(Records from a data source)
####

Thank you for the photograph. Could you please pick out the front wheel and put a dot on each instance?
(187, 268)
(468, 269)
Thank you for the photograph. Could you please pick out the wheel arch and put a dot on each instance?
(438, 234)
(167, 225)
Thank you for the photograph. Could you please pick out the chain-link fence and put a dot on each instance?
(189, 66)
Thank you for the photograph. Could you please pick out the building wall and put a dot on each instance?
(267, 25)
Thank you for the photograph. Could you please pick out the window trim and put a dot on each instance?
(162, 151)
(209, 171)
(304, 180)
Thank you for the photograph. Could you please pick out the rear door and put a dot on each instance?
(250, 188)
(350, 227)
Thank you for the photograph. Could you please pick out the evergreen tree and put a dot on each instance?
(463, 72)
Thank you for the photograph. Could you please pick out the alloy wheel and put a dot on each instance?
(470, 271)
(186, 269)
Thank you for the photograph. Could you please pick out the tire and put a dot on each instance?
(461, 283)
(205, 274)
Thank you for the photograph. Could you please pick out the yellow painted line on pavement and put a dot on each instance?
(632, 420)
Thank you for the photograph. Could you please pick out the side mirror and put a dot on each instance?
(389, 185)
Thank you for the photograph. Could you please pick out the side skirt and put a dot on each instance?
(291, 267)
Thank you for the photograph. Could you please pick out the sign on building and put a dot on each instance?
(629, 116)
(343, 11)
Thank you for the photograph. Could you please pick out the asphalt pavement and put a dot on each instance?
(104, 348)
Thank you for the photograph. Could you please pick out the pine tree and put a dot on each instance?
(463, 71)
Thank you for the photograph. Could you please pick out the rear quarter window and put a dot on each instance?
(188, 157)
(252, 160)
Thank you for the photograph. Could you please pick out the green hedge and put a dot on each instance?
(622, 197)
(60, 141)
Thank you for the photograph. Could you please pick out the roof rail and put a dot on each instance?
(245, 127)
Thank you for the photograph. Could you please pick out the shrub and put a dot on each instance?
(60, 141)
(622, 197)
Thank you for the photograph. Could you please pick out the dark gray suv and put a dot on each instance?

####

* [Task requirements]: Could you copy every record above exactly as it stands?

* [Written response]:
Thank you for the photograph. Could you please pick out the front wheel and put a dot on each instance?
(187, 268)
(468, 269)
Thank you for the photograph. Could you please pick out the wheel arch and put a dot on each instance?
(438, 234)
(167, 225)
Thank you for the photograph. Could you please pick out the chain-link fence and put a dot on each instance?
(189, 66)
Thank you for the photograph. Could you please pick out the building wall and put a dot on each instance?
(267, 25)
Thank you for the photograph. Could you please pick out the window trim and put a dot on each instance?
(162, 151)
(209, 171)
(304, 180)
Thank you for the photograph. Could you please pick out the rear door and put a dot on each instance?
(250, 188)
(350, 227)
Thank you for the photograph. Could you please pick out the evergreen tree and put a dot on each instance?
(463, 72)
Thank you for the photograph. Could you please pick out the alloy wheel and put a dot on each instance?
(470, 271)
(186, 269)
Thank you for the photograph. Could you please pick out the tire and put a dot on each instance?
(461, 283)
(205, 274)
Thank you for the photograph. Could you please pick out the yellow painted line on pavement and put a dot on each instance?
(632, 420)
Thank you for the photograph. Could you please pick out the side mirror and put a dot on each instance?
(389, 185)
Thank you for the photograph. Could you please pick out the side skirt and put a dot on each instance?
(291, 267)
Thank you for the photograph. Could you please pick out the sign on building and put a dot on each instance?
(629, 116)
(343, 11)
Thank you for the photograph. Could you please pick out the asphalt pavement and put a dot on each instance?
(104, 348)
Thank you for the photograph. Could you please pick out the pine tree and put a dot on each instance?
(463, 71)
Thank you for the photograph. Could you please pick out the rear quarter window and put a dot on each instance?
(188, 157)
(252, 160)
Thank you for the photograph. Could you please pick out the green hedge and put a dot on each instance?
(622, 197)
(60, 141)
Thank you for the photograph. Could you please pick out the roof rail and put a dot on each instance?
(245, 127)
Thank you for the photograph. Could you please pick out the shrub and put a dot on each instance?
(60, 141)
(622, 197)
Thank you for the photograph. Could you please pick out the dark gray suv and put a dot on each instance?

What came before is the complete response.